* **Work order**: Type the entries out once more. Match them exactly.

* **Extracted information**:

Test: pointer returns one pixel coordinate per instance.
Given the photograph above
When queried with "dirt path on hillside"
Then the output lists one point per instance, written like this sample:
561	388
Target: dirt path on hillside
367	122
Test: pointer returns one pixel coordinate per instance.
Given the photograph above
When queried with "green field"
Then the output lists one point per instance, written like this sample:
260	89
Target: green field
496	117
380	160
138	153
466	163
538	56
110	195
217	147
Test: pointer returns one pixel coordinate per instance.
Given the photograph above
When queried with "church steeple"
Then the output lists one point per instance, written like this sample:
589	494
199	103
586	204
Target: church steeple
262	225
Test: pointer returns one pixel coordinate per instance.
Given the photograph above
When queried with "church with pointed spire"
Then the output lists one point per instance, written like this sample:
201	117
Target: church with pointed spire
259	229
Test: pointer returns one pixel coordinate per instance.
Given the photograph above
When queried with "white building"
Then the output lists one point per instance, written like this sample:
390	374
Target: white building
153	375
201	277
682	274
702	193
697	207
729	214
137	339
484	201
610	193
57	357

* **Task result**:
Test: pointer returns one pixel coordinate per instance.
Given the photograph above
When queried with "dirt path on hillside"
Then the output lists one point per instance, written like this sample:
561	388
Target: dirt path on hillside
367	122
Test: pointer returns one pixel coordinate per instance.
Given the photograph above
When queried with "green field"
Then the output lists one point per instance, written like this sample:
260	89
Target: green field
496	117
380	160
138	153
466	163
538	56
110	195
217	147
Test: pointer returns one pixel coordinate per instance.
Given the photograph above
When queried with "church steeple"
Then the output lists one point per instance, written like this sample:
589	494
199	103
586	204
Target: church steeple
262	225
Test: pointer returns one pixel coordinate per instance.
Given the photograph above
When queried with "church with pointed spire"
Then the output lists one point per instance, written like this sample:
201	117
Target: church with pointed spire
259	229
Test: pointer returns one pixel coordinate per instance.
Given the photograph above
When queried with "white building"
Then the output lists one point per instance, written like this sample:
390	374
Target: white building
153	375
201	277
682	274
702	193
697	207
729	214
137	339
484	201
610	193
57	357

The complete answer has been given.